→ Data for the task:
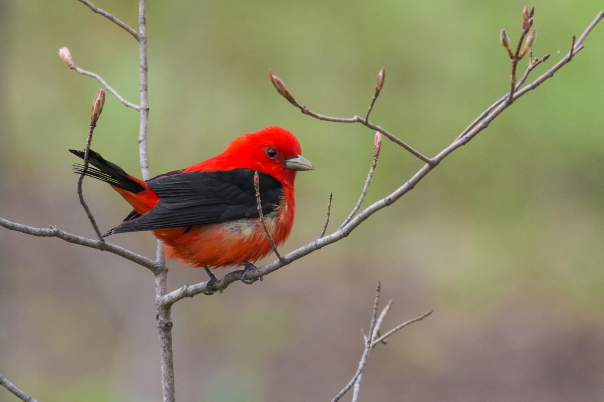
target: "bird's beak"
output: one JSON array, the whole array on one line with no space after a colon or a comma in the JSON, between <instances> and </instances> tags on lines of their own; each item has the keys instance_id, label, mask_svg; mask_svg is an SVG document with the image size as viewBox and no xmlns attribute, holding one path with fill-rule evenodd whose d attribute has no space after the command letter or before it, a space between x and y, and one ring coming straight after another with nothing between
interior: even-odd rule
<instances>
[{"instance_id":1,"label":"bird's beak","mask_svg":"<svg viewBox=\"0 0 604 402\"><path fill-rule=\"evenodd\" d=\"M292 171L313 171L315 166L309 162L308 159L301 155L298 155L295 158L286 159L283 161L285 167L287 169L291 169Z\"/></svg>"}]
</instances>

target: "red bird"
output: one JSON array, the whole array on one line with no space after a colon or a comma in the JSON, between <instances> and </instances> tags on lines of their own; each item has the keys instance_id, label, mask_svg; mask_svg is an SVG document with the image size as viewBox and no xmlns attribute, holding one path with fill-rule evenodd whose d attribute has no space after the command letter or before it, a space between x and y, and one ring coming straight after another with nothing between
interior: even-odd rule
<instances>
[{"instance_id":1,"label":"red bird","mask_svg":"<svg viewBox=\"0 0 604 402\"><path fill-rule=\"evenodd\" d=\"M83 151L69 151L84 157ZM314 169L301 153L291 132L266 127L233 140L205 162L146 182L92 151L88 157L94 167L86 174L108 183L134 209L103 237L151 230L169 259L199 267L242 264L247 271L272 251L258 213L254 172L265 223L275 243L283 244L294 224L296 171Z\"/></svg>"}]
</instances>

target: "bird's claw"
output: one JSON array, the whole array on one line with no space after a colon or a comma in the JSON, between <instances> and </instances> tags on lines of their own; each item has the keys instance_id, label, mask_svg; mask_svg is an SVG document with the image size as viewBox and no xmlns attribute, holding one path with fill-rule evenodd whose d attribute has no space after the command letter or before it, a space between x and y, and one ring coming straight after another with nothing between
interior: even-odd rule
<instances>
[{"instance_id":1,"label":"bird's claw","mask_svg":"<svg viewBox=\"0 0 604 402\"><path fill-rule=\"evenodd\" d=\"M248 275L248 272L252 269L257 269L256 266L251 262L248 262L247 261L243 261L241 263L241 265L245 267L243 269L243 273L241 274L241 281L245 284L252 284L256 281L255 279L246 279L245 277ZM262 277L260 277L259 279L260 281L262 281Z\"/></svg>"},{"instance_id":2,"label":"bird's claw","mask_svg":"<svg viewBox=\"0 0 604 402\"><path fill-rule=\"evenodd\" d=\"M205 269L205 272L208 273L208 276L210 277L210 280L208 281L207 284L205 285L205 289L208 289L209 287L211 287L215 282L218 281L218 278L216 277L216 275L214 274L214 272L210 271L210 268L208 267L204 266L204 269ZM222 293L222 289L220 289L219 292ZM214 292L213 291L205 290L204 291L204 294L207 296L211 296L214 294Z\"/></svg>"}]
</instances>

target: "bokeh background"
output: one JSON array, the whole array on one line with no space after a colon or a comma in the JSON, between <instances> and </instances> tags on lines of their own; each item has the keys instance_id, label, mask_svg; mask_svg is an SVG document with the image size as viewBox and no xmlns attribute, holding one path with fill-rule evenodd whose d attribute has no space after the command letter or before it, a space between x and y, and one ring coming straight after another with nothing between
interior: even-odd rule
<instances>
[{"instance_id":1,"label":"bokeh background","mask_svg":"<svg viewBox=\"0 0 604 402\"><path fill-rule=\"evenodd\" d=\"M136 3L95 4L135 26ZM242 133L288 128L316 168L297 179L297 219L282 248L292 250L318 235L330 192L329 229L347 215L373 133L302 115L268 70L312 110L350 117L366 111L385 66L372 121L432 155L507 90L499 32L517 40L524 5L150 2L152 173L205 160ZM552 55L536 78L602 5L530 5L535 53ZM0 216L93 236L66 150L84 146L100 84L57 51L68 46L138 103L137 43L76 1L0 1ZM330 400L356 370L378 280L384 301L394 299L385 327L435 312L374 350L362 400L604 399L604 27L585 45L344 241L262 283L178 303L179 400ZM137 175L138 120L108 95L93 141ZM421 165L385 141L368 204ZM101 230L129 210L103 183L87 180L84 190ZM155 255L149 233L110 240ZM170 266L171 289L206 278ZM160 400L153 298L144 268L0 229L0 372L45 402ZM13 400L0 389L0 401Z\"/></svg>"}]
</instances>

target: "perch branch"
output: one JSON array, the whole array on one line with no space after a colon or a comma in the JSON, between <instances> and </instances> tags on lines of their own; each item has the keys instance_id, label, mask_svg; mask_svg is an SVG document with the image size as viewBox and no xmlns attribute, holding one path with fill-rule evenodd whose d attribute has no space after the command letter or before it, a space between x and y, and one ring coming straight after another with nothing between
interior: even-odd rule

→ Exercise: Please count the lines in the material above that contain the string "bird", and give only that number.

→ Output below: 6